→ Task brief
Could you substitute "Please" for "Kindly" and write out again only the lines from the one containing "Could you point out the white" through the last line, both ends included, with everything else left unchanged?

→ Information supplied
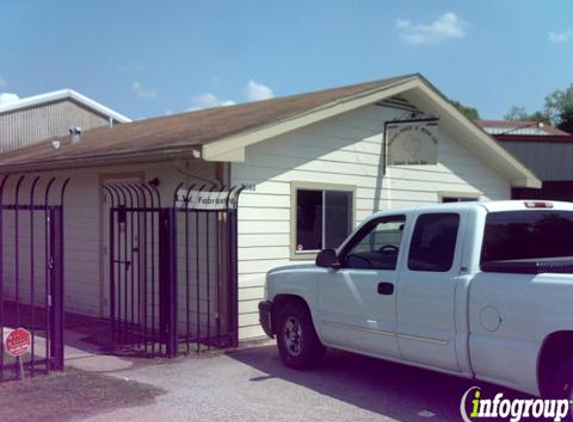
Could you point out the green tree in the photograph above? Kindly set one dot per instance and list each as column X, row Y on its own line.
column 469, row 112
column 559, row 107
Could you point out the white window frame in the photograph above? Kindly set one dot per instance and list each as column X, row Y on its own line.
column 324, row 187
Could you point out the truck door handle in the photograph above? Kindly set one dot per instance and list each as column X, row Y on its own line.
column 385, row 288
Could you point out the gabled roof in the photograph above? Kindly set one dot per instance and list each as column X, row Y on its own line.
column 222, row 134
column 519, row 127
column 62, row 94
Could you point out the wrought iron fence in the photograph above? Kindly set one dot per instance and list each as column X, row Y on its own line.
column 31, row 272
column 172, row 270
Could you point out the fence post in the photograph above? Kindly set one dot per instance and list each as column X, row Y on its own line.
column 56, row 263
column 233, row 276
column 168, row 280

→ Exercise answer
Could you point out the white window frame in the photograph above? Please set one dot per instance and list each as column X, row Y on its own line.
column 324, row 187
Could you point out the truck door handle in the photograph above? Please set one dot per instance and list each as column X, row Y on its own line.
column 385, row 288
Could you point out the gabled roof in the photograph above? Please set one dot per instance and list each as column X, row Y on its own line.
column 222, row 134
column 519, row 127
column 62, row 94
Could you point out the wrought iron fence in the photograph above? Please set one dot per instance and list each as column X, row Y on its own line.
column 31, row 272
column 172, row 270
Could you point out the fence post in the photograph above? Please set one dot per instance and list each as column X, row Y on its own line.
column 56, row 263
column 233, row 276
column 168, row 280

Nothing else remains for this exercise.